* _Your instructions_
Reproduce the lines of the listing below verbatim, beginning at its first line and stopping after the line that contains "265 589 L 17".

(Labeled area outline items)

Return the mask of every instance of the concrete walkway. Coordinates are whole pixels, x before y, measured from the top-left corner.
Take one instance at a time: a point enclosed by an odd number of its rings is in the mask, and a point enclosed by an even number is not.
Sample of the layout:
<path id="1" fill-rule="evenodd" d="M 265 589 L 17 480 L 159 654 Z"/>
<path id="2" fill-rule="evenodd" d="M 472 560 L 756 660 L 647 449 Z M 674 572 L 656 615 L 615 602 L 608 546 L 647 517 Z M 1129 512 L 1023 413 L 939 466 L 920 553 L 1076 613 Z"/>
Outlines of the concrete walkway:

* _Exercise response_
Return the mask of every instance of the concrete walkway. Coordinates are whole pixels, x before y, measured from the top-left corner.
Take one instance at a time: a point enclosed by an odd number of its rings is in the mask, and a point enclosed by an even number is not.
Sample of the layout:
<path id="1" fill-rule="evenodd" d="M 265 589 L 17 480 L 159 654 Z"/>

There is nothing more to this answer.